**DIRECTIONS FOR THIS TASK**
Please return all lines from the records below that include the string "query".

**Stored data entries**
------------

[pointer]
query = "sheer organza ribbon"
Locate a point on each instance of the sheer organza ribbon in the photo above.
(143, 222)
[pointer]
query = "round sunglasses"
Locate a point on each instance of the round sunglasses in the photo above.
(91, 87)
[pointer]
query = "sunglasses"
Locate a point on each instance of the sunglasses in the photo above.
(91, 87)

------------

**COMPLETED EXERCISE**
query = "sheer organza ribbon"
query = "round sunglasses"
query = "sunglasses"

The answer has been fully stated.